PROVIDED INFORMATION:
=== Section Start ===

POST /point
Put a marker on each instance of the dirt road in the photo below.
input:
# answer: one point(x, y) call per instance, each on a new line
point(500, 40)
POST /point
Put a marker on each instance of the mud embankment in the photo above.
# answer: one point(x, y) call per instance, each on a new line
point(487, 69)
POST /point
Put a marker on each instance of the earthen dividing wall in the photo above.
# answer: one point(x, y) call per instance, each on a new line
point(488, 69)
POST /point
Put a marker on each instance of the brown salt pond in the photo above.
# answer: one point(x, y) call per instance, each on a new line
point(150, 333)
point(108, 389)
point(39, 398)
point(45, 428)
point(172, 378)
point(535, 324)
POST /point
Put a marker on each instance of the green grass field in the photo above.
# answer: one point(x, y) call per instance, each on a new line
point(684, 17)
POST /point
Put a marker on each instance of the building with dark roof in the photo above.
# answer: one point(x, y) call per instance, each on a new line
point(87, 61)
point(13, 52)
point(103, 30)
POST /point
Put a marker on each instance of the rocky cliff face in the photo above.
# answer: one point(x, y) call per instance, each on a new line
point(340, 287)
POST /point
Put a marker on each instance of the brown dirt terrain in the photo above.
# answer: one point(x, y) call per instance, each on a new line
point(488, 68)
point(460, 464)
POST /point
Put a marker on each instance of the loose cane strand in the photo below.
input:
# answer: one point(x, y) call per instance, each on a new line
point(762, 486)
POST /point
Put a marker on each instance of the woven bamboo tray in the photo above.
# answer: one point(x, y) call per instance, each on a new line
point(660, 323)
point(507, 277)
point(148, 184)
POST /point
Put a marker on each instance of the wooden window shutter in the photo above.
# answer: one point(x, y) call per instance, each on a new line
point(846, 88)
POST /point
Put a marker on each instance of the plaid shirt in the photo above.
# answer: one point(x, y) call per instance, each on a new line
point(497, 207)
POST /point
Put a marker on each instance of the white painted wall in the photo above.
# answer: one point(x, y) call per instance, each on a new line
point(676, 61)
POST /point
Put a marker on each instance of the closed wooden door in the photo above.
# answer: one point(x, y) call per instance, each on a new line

=== Section End ===

PROMPT:
Print, exactly as written, each record in the listing above.

TASK SOLUTION:
POST /point
Put a marker on each instance of the dirt road in the photo below.
input:
# answer: one point(x, y) call per instance, each on a new line
point(500, 40)
POST /point
Put a marker on each instance of the mud embankment in the photo above.
# answer: one point(x, y) call per instance, each on a new line
point(487, 69)
POST /point
Put a marker on each instance of the earthen dividing wall in the photo above.
# answer: one point(x, y) call per instance, each on a new line
point(488, 69)
POST /point
Put a marker on each instance of the brown salt pond in the photo above.
# answer: one point(x, y) call per instance, each on a new line
point(150, 333)
point(108, 389)
point(39, 398)
point(45, 428)
point(172, 378)
point(535, 324)
POST /point
Put a marker on each instance of the green grass field in the photo above.
# answer: one point(x, y) call per instance, each on a new line
point(684, 17)
POST /point
Put a marker on each instance of the building with dark roof in the photo above.
# answer: one point(x, y) call per instance, each on a new line
point(87, 61)
point(13, 52)
point(103, 30)
POST /point
Put a marker on each instance of the rocky cliff face in the photo above.
# answer: one point(x, y) call per instance, each on a new line
point(340, 287)
POST /point
Put a marker on each instance of the brown dirt terrain in the photo above.
# answer: one point(x, y) call per instance, each on a new line
point(488, 68)
point(460, 464)
POST /point
Put a marker on each instance of the loose cane strand in the photo below.
input:
# answer: one point(x, y) call per instance, each on a new line
point(762, 486)
POST /point
Put a marker on each instance of the woven bamboo tray in the photo above.
# answer: one point(x, y) call per instance, each on a new line
point(660, 323)
point(507, 277)
point(148, 184)
POST /point
Put a marker on each instance of the wooden window shutter in the photo above.
# answer: one point(x, y) call per instance, each on a new line
point(846, 88)
POST /point
Put a marker on each instance of the plaid shirt in the photo above.
# answer: one point(x, y) call per instance, each on a new line
point(497, 207)
POST /point
Put a marker on each instance of the white painted wall in the photo above.
# answer: one point(x, y) call per instance, each on a new line
point(676, 61)
POST /point
Put a marker on each instance of the closed wooden door in the photo above.
# answer: one point(x, y) call per instance, each on a new line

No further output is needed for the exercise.